PROBLEMS:
**a.** From the page on distribution, extract the passage starting at "Terms or variables" and ending at "the acronym: FOIL.".
**b.** Using the page on distribution, state whether each of the following agrees with it: (i) distribution relies on the Distribution Property of arithmetic operations; (ii) the rules for distributing when the outside term is a binomial or polynomial go by the acronym FOIL; (iii) terms are distributed as a means of making an expression more complicated. Answer yes or no for each and quote the deciding words.
**c.** Write what comes next in the page on distribution, picking up after its last sentence.

PAGE EXCERPT:
>>

\color{cyan}{\textnormal{Distribution}} is a technique of distributing a term that rests outside parentheses to each term inside the parentheses. That is, you simply multiply each term inside the parentheses by each term inside the parentheses.
This relies on the Distribution Property of arithmetic operations.
Terms or variables may be distributed to terms inside a parentheses as a means of simplifying an expression. Say, for example, you have the following equation:
x(x^2 + xy + 5a)
It follows that you may distribute the x on the outside of the parentheses to each term inside the parentheses, as shown below:
x(x^2 + xy + 5a) = x*x^2 + x*xy + x*5a = \boxed{x^3 + x^2y + 5ax}
Here’s a couple more examples:
x(2 + 5x + 15x^2) = \boxed{2x + 5x^2 + 15x^3} 3.2y(2x + 2y) = \boxed{6.4xy + 6.4y^2}
Now, if you wanted to distribute where the “outside” term is actually a binomial or polynomial, there are rules which help maintain order to ensure that you have distributed to each term. It is known by the acronym: FOIL.

<<

SUPPLIED RECORDS:
>>

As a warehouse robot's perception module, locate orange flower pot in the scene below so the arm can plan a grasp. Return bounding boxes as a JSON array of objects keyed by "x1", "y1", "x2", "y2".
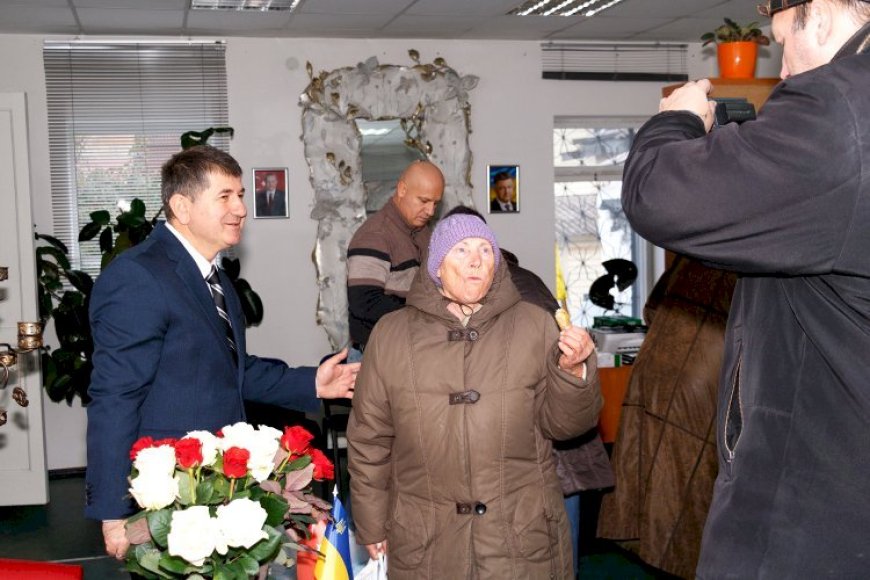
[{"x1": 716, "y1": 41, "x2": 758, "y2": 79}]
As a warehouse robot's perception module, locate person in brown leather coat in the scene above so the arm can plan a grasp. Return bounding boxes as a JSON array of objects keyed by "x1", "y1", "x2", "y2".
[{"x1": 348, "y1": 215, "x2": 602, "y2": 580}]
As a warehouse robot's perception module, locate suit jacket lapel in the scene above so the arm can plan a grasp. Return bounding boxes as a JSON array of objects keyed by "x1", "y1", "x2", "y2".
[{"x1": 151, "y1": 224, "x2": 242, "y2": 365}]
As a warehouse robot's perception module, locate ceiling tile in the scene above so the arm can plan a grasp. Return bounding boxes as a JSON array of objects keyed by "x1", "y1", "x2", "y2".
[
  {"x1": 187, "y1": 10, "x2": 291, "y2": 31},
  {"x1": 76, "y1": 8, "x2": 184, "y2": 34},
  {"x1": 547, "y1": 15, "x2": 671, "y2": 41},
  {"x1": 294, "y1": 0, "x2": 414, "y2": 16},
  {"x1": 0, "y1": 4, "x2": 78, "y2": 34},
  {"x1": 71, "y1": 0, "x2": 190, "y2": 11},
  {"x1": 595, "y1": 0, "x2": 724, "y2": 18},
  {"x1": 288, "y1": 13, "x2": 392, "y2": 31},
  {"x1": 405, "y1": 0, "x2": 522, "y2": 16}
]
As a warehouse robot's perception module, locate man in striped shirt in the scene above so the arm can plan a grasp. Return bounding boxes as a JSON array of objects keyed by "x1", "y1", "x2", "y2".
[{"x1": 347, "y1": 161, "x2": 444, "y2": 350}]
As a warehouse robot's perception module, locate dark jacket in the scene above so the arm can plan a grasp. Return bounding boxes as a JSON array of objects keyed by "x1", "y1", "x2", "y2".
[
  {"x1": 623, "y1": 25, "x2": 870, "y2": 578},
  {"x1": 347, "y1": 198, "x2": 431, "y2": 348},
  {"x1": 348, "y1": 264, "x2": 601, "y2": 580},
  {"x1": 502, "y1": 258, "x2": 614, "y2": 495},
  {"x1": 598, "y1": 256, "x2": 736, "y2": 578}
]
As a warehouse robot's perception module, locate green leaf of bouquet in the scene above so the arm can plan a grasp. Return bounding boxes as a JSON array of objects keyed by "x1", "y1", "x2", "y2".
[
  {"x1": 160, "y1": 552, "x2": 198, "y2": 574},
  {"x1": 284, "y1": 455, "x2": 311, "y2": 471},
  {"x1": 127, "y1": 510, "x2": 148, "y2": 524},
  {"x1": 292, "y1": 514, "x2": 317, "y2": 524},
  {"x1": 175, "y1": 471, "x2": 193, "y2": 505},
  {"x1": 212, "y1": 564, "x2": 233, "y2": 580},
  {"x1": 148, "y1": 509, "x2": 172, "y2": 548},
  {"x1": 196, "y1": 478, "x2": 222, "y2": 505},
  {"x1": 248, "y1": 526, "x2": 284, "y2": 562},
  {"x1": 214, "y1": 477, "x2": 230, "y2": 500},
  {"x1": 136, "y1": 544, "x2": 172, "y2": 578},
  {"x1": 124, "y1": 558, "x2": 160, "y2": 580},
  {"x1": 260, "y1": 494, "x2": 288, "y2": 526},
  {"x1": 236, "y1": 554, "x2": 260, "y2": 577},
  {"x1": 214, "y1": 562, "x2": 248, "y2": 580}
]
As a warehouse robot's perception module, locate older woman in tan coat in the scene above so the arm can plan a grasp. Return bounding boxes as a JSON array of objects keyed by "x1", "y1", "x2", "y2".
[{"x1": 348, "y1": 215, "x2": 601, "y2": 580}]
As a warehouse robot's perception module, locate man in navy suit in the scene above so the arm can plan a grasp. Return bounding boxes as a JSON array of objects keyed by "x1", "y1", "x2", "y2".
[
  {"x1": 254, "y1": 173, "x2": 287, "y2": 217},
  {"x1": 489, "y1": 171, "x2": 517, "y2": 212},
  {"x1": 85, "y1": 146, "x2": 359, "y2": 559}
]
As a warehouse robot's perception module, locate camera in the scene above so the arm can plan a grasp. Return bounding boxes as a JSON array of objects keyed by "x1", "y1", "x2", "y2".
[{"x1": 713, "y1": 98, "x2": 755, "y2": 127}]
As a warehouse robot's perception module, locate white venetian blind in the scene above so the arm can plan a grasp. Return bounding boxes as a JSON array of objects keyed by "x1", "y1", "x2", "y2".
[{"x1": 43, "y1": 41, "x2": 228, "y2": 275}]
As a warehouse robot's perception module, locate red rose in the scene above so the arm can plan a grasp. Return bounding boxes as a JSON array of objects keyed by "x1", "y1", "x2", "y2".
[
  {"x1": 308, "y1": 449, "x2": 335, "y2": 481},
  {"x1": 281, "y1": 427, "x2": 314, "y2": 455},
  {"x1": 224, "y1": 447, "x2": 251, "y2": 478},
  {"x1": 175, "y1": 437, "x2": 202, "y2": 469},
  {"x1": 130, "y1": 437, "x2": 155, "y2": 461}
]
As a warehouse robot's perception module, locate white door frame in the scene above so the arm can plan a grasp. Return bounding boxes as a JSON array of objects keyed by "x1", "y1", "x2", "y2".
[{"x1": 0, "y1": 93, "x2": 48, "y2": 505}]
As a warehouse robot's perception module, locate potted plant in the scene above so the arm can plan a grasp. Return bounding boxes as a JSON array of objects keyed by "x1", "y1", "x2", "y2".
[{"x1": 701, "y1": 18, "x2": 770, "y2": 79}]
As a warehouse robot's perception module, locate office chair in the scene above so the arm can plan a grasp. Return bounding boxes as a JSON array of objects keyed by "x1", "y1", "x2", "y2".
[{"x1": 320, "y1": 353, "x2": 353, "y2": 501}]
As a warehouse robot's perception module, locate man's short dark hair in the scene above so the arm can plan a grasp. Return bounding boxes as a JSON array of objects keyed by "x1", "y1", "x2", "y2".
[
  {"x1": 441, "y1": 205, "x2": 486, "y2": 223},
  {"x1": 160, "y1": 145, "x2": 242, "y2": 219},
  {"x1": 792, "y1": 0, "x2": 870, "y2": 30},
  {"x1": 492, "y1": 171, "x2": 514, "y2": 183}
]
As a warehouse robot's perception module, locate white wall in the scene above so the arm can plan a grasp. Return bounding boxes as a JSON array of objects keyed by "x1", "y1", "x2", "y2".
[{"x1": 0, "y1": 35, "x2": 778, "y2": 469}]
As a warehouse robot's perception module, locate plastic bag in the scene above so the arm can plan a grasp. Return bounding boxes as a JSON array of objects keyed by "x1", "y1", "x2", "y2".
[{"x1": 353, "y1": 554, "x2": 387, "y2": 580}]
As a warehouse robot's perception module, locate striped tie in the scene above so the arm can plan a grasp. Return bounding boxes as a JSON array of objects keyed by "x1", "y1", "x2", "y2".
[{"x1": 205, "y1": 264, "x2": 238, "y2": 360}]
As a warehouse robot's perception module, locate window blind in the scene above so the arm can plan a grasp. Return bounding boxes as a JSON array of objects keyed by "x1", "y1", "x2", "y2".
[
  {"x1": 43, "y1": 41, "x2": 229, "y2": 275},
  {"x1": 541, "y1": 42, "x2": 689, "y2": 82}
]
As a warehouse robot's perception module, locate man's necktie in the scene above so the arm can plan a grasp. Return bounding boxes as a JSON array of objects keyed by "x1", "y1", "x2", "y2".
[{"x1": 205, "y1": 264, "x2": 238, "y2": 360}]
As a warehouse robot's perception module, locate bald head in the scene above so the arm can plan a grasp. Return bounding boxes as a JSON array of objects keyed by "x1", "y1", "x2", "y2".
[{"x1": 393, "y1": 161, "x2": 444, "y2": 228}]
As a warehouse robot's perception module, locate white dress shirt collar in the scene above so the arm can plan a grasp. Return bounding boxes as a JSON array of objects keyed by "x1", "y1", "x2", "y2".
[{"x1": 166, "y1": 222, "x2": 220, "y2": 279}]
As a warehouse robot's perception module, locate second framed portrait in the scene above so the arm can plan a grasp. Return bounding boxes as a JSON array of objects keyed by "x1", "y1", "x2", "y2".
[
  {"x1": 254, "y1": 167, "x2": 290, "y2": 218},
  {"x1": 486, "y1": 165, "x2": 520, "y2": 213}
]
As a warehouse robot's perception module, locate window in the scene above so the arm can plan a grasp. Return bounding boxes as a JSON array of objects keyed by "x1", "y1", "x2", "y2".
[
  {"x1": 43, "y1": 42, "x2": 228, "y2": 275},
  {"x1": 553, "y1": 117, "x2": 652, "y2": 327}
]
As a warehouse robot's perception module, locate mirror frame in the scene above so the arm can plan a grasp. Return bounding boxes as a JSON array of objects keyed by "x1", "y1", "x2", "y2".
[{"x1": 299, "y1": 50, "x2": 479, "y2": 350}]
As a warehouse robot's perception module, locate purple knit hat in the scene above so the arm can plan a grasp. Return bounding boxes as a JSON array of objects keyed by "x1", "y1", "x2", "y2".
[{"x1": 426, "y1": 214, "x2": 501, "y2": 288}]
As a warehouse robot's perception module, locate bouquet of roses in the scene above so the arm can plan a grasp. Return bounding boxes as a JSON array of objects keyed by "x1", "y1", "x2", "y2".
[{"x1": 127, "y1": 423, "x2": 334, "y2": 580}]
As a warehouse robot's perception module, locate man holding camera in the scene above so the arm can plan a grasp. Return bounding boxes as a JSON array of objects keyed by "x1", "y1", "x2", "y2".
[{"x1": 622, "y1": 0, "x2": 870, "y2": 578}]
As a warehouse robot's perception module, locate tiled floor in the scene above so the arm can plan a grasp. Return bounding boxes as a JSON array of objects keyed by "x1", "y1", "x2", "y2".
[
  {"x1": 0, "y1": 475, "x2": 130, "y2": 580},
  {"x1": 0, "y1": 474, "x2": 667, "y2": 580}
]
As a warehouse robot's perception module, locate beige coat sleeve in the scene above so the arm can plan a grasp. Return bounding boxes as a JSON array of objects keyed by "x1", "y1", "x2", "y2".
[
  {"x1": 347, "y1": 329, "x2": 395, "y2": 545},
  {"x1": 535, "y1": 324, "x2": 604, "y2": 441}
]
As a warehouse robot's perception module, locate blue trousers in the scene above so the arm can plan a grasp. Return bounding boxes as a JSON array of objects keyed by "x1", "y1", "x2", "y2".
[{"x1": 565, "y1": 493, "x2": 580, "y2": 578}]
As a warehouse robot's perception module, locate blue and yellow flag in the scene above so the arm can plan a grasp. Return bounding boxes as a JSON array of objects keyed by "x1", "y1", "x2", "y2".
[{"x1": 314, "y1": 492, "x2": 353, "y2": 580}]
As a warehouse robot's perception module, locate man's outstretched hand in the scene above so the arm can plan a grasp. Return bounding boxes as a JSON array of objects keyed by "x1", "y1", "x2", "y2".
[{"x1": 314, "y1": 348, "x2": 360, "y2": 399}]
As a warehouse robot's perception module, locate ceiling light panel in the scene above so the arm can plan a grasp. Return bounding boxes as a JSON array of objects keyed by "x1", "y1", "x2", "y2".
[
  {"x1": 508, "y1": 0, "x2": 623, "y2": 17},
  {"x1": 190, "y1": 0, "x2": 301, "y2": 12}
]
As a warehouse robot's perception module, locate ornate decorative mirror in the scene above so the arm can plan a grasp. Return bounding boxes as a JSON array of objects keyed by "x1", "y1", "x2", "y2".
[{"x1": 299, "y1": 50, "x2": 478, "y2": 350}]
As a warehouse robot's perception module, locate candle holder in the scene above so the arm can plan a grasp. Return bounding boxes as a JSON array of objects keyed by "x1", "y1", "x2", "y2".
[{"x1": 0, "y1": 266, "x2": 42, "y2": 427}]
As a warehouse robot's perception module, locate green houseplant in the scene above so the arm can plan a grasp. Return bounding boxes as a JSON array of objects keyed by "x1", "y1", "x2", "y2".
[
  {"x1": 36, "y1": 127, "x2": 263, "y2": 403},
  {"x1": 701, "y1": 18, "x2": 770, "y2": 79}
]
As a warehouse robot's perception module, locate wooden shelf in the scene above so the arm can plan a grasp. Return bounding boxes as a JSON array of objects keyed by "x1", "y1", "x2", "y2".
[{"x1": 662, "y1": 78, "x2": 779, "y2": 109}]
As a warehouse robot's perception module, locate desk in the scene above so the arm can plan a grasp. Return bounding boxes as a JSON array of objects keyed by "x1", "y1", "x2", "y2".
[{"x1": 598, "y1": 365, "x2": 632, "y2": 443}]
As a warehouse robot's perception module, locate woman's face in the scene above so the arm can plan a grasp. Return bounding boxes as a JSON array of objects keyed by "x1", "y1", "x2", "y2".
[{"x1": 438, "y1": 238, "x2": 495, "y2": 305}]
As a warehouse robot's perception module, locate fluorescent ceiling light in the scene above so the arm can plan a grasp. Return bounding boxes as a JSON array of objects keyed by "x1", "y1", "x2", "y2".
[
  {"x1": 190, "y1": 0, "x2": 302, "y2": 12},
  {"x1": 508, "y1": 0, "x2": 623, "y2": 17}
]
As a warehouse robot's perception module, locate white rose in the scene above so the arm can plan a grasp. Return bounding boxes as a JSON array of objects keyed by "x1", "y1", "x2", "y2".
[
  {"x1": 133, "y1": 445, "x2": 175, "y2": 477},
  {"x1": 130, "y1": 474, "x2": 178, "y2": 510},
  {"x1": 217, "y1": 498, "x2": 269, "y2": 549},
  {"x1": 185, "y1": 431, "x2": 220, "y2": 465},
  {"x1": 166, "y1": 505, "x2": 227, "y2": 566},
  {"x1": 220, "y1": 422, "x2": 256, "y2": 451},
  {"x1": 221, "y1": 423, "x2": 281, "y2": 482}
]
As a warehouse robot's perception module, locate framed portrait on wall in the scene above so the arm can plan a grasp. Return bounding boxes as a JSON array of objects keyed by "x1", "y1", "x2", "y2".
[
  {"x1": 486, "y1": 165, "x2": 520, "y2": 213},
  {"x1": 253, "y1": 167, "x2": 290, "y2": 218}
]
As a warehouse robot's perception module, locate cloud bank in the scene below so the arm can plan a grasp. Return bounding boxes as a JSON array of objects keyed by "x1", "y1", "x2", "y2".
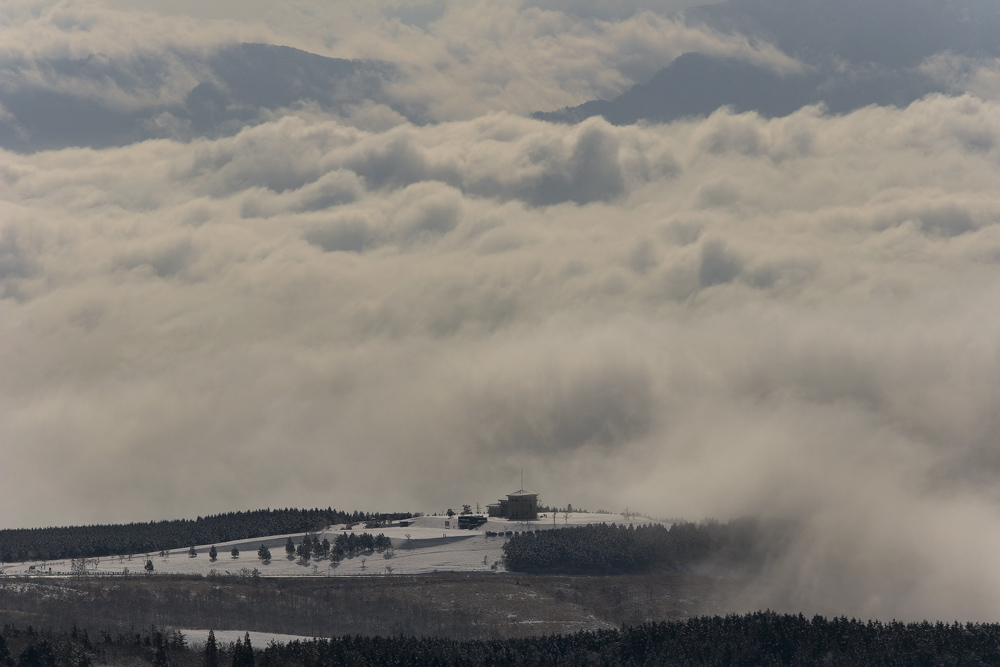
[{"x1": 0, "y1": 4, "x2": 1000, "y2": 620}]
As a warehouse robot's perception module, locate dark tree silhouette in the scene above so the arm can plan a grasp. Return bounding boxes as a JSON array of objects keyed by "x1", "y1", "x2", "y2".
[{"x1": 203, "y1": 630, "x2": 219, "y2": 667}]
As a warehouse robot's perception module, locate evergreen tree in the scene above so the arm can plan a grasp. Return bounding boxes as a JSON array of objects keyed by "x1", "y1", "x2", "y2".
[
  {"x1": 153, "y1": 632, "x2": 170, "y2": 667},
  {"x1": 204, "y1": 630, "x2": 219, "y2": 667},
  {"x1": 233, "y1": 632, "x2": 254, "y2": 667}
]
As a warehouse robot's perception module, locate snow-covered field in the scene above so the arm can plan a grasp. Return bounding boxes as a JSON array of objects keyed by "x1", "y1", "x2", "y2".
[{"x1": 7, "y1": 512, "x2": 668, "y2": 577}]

<<

ANSWER SET:
**a.**
Terms or variables may be distributed to terms inside a parentheses as a means of simplifying an expression. Say, for example, you have the following equation:
x(x^2 + xy + 5a)
It follows that you may distribute the x on the outside of the parentheses to each term inside the parentheses, as shown below:
x(x^2 + xy + 5a) = x*x^2 + x*xy + x*5a = \boxed{x^3 + x^2y + 5ax}
Here’s a couple more examples:
x(2 + 5x + 15x^2) = \boxed{2x + 5x^2 + 15x^3} 3.2y(2x + 2y) = \boxed{6.4xy + 6.4y^2}
Now, if you wanted to distribute where the “outside” term is actually a binomial or polynomial, there are rules which help maintain order to ensure that you have distributed to each term. It is known by the acronym: FOIL.

**b.**
(i) Yes: "This relies on the Distribution Property of arithmetic operations."
(ii) Yes: "It is known by the acronym: FOIL."
(iii) No: "as a means of simplifying an expression"

**c.**
\color{cyan}{\textnormal{First, Outer, Inner, Last (FOIL)}} is a technique for multiplying two binomials. It describes the order for distribution. Let’s try with an example:
(ax + by)(cx + dy)
FOIL describes the order of operations as follows:
Therefore, your distribution, following FOIL order would be:
\begin{aligned} &(ax + by)(cx + dy) \\ &= ax \cdot cx + ax \cdot dy + by \cdot cx + by \cdot dy \\ &= \boxed{acx^2 + adxy + bcxy + bdy^2} \end{aligned}
Here’s a numerical example:
\begin{aligned} &(5x + 3y)(2x - y) \\ &= 5x \cdot 2x + 5x \cdot (-y) + 3y \cdot 2x + 3y \cdot (-y) \\ &= 10x^2 - 5xy + 6xy - 3y^2 \\ &=\boxed{10x^2 + xy - 3y^2} \\ \end{aligned}
FOIL technically applies to polynomials, although it doesn’t really follow the same exact step order. Instead, you simply “walk” through the polynomials. For each term of the first polynomial, multiply it by each term of the second polynomial.
TODO: Give some examples of distribution.
One important aspect of distribution is recognizing the need to distribute. You just learned how to factor, and that action may put you in a situation where you could just endlessly factor and then distribute.
You will distribute when you are trying to simplify the equation to the point where, perhaps, there are no parentheses. Or, you have reached a completely simplified expression.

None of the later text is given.